• Your objective:
All of the data should be copied exactly, with the pictures left out.

· · · ·

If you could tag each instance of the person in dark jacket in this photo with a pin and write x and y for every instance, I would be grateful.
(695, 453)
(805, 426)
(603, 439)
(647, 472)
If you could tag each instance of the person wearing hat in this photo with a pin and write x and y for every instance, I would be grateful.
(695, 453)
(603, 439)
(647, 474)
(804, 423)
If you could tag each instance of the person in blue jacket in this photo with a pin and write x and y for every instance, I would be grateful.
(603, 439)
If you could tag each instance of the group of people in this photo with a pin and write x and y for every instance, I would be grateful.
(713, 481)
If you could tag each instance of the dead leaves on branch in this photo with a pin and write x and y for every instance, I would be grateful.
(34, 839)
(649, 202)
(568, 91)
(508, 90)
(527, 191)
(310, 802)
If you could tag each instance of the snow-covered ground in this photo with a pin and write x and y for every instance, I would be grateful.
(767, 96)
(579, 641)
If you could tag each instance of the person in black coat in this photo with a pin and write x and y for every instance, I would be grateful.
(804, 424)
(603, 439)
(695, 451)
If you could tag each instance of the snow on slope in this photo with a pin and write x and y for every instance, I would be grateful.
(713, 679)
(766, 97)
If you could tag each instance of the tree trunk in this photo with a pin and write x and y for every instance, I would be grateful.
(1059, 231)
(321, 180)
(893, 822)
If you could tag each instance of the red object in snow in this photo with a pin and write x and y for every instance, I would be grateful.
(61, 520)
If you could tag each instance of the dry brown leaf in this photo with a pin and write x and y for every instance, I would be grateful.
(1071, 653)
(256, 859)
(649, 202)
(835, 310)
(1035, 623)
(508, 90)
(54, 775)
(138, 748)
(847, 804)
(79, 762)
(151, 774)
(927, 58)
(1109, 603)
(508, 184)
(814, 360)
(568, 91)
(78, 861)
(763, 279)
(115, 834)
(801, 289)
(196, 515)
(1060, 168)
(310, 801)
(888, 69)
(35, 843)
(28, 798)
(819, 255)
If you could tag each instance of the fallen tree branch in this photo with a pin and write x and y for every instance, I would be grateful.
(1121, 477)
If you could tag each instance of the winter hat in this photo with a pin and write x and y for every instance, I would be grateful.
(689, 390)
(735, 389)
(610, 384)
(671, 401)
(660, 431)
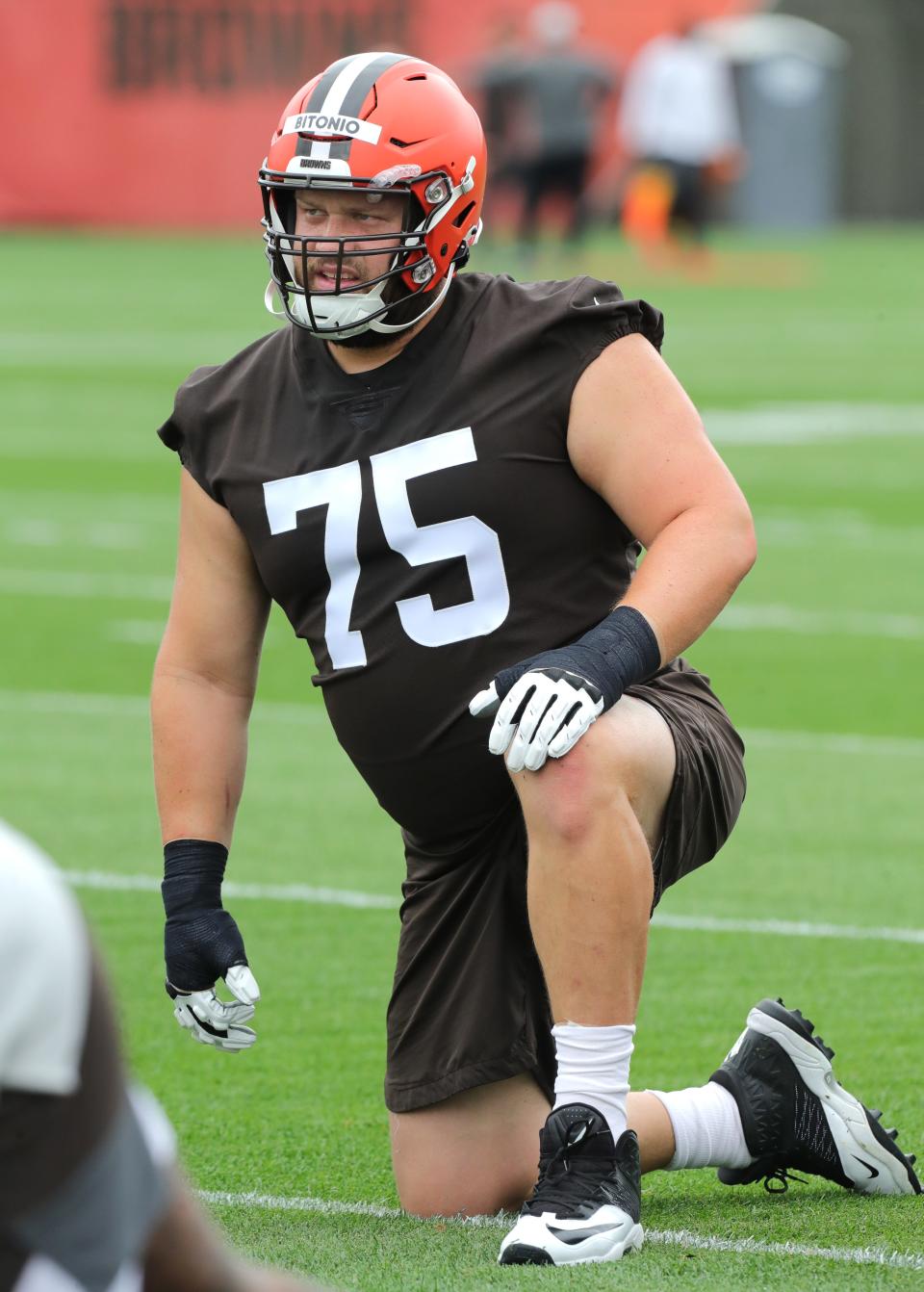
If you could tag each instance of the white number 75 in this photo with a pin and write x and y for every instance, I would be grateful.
(340, 488)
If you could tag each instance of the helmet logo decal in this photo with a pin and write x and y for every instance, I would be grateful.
(321, 123)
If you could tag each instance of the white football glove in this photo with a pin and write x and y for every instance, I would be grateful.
(218, 1022)
(540, 717)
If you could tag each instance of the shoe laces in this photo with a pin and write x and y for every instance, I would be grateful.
(778, 1181)
(561, 1176)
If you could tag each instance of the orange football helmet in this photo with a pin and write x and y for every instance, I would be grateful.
(384, 124)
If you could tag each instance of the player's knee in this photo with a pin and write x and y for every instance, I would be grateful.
(569, 797)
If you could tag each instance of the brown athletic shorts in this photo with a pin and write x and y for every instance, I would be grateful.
(470, 1004)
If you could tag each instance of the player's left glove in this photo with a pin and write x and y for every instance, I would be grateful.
(546, 703)
(203, 943)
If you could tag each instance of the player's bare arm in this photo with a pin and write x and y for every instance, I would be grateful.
(206, 673)
(636, 438)
(203, 688)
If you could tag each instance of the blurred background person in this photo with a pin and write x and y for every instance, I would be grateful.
(90, 1196)
(554, 95)
(679, 124)
(497, 83)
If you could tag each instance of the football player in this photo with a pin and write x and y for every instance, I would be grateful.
(90, 1196)
(445, 479)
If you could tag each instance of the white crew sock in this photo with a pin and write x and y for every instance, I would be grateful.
(707, 1129)
(593, 1068)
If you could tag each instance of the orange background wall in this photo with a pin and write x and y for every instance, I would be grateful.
(157, 113)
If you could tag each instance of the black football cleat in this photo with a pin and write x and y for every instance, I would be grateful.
(587, 1203)
(795, 1115)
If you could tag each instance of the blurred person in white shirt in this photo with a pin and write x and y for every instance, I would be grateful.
(679, 124)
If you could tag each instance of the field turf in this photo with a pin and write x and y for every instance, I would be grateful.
(804, 357)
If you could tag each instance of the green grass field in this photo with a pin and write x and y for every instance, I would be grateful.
(804, 357)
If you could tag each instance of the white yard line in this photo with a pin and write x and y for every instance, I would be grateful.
(844, 623)
(94, 705)
(658, 1236)
(811, 423)
(84, 582)
(121, 883)
(124, 883)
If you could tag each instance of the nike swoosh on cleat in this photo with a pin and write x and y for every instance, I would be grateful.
(578, 1235)
(864, 1163)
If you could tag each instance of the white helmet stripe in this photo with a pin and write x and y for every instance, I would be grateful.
(344, 83)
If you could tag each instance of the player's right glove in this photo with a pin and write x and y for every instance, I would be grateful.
(202, 943)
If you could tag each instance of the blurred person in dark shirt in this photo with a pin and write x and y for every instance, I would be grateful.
(558, 91)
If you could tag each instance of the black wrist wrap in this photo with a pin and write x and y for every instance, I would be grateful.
(192, 873)
(619, 652)
(200, 938)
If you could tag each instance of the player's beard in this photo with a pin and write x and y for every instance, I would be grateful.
(406, 310)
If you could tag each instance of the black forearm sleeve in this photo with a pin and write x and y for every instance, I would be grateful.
(611, 657)
(200, 938)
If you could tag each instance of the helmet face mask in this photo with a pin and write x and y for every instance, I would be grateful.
(339, 279)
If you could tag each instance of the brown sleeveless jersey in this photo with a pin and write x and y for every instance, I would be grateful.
(422, 525)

· · · ·

• Response:
If you could tag each instance of the person in dark jacket in this photo with a pin and write x and y for every instance, I would be grateful.
(695, 453)
(805, 426)
(603, 439)
(647, 472)
If you could tag each instance of the person wearing hat in this photo with a pin and write x and y for every instance, I would be grateful.
(695, 453)
(603, 439)
(647, 474)
(804, 423)
If you could tag each instance of the person in blue jacket in this photo with a pin and write x and y for every instance, I would be grateful.
(603, 439)
If you could tag each instance of the group of people in this photo with a pin and write x and y for every instance, I would be grateful.
(713, 481)
If you could tag each instance of the dead leaves on branch in this photo with a pin and write x and y for every instance, I would be grateful.
(34, 839)
(649, 202)
(568, 91)
(508, 90)
(527, 191)
(310, 802)
If you could tag each instance of the snow-covered ground in this photo with a pin and write x and y for every instance, I would be grateful.
(767, 96)
(579, 641)
If you could tag each instance of the person in black coat in this photo with a pin and write x and y for every instance, I would be grateful.
(804, 424)
(603, 439)
(695, 451)
If you could tag each instance of the snow on slope in this photo with a pin and write x and y for every instance, I would be grateful.
(713, 679)
(766, 97)
If you could tag each instance of the tree trunk in this photo with a pin and write x and y for every instance, I would be grateful.
(1059, 231)
(321, 180)
(893, 822)
If you could tag each instance of the red object in snow in this photo with a pin and write x and y for every instance, I would be grateful.
(61, 520)
If you could tag each instance of the dry brown leaf in this photo with a pin and write x and y for every instance, I would be grateful.
(1071, 653)
(256, 859)
(649, 202)
(835, 310)
(1035, 623)
(508, 90)
(54, 775)
(138, 748)
(847, 804)
(79, 762)
(151, 774)
(927, 58)
(1109, 603)
(508, 184)
(814, 360)
(568, 91)
(78, 861)
(763, 279)
(115, 834)
(801, 289)
(196, 515)
(1060, 168)
(310, 801)
(888, 69)
(35, 843)
(28, 798)
(819, 255)
If you could tag each instance of the fallen tree branch in this photo with a pin and write x and y for every instance, I would be grateful.
(1121, 477)
If you could tag each instance of the winter hat in this photo with a pin and write x and y for every instance, I would be grateful.
(689, 390)
(735, 389)
(610, 384)
(671, 401)
(660, 431)
If you could tag each instance of the white number 75 in this photo with a pin and write x and y for every instance, I would be grateful.
(340, 488)
If you could tag each instance of the helmet logo decal in this photo with a pin and write x and y for every instance, I would be grateful.
(321, 123)
If you could tag each instance of the white football glove in this photo with a pin and write x and y for every instance, I would be grateful.
(218, 1022)
(540, 717)
If you could tag each instance of the shoe laces in this photo with a pin and write x and y for every instance, I would be grateful.
(778, 1181)
(561, 1176)
If you could tag each instance of the orange football helmet in this photo with a pin and write x and y for every instance, I would be grateful.
(384, 124)
If you could tag each instance of the player's knee in this photo with a pin and write x and y for every instance, I would be grateful.
(569, 797)
If you could tag each instance of the brown athletic shorts in this photo with a pin and write x and y for every instance, I would be grateful.
(470, 1004)
If you could tag each instance of the player's left glove in this photo with a pin and write x and y for every instance, I would be grateful.
(546, 703)
(203, 943)
If you could tag each instance of the player's bare arm in this photo with a pin and write x and y for every instance, I would be grateful.
(206, 673)
(636, 438)
(203, 688)
If you could tag each instance of the blurred background person in this photo with a pin and write x and y for every instance, I would be grateful.
(90, 1196)
(554, 95)
(679, 124)
(497, 83)
If you could tag each instance of the football player in this photo with a pin and write x and y for every instance, I would be grateful.
(90, 1196)
(445, 479)
If you could tag each instance of the white crew sock in this photo with a pin and write x and y for every instance, I would be grateful.
(707, 1129)
(593, 1068)
If you could tag each instance of the orange background wall in this photo with a pin and write x and y for every instance, I would be grateful.
(157, 113)
If you could tag each instance of the black football cleat in this photo with a pin and write x and y for every instance, I would be grateful.
(587, 1203)
(795, 1115)
If you could tag each instance of the blurred person in white shirt in this photo with a pin and write x and y for every instance, I would be grateful.
(679, 124)
If you could tag each instance of the field turf in this photo with a pin and write x and y for every instance, I would be grateful.
(804, 357)
If you could tag each instance of the green grass field in this photo with a pin and write x and y for every instance, I would be grateful.
(804, 357)
If you could tag each instance of the white yard line in this photo with a pin and write x and y for every instance, I would be grateful.
(844, 623)
(94, 705)
(658, 1236)
(811, 423)
(84, 582)
(121, 883)
(124, 883)
If you could tag each instance of the nike swoosh on cleat in this photo with a pin and write x and y for every instance, I would be grateful.
(578, 1235)
(864, 1163)
If you could tag each instance of the white helmet stripe in this photo with a pin and write x and y for every instance, I would be grateful.
(344, 83)
If you could tag each instance of the player's right glove in this photo with a pin and write x and y for every instance, I would be grateful.
(202, 943)
If you could tag each instance of the blurred person in dark shirt in this photo with a pin and write x and y for every instance, I would be grateful.
(558, 91)
If you could tag each instance of the black wrist wrap in this photo with a pin and write x and y for every instance, I would be grateful.
(192, 873)
(619, 652)
(200, 938)
If you could tag each instance of the player's beard in this photo with a pin and write x and y for every instance, I would be grateful.
(406, 310)
If you could tag each instance of the black forearm sleeve in this photo with a pin and write x and y for every instance, I would be grateful.
(611, 657)
(200, 938)
If you could tag each instance of the helmet face mask in this photo with a pin and write x and y for every instance, I would be grateful.
(339, 279)
If you could tag each instance of the brown sleeveless jersey in this photo with a pin and write x and y for every instance, I would be grateful.
(422, 525)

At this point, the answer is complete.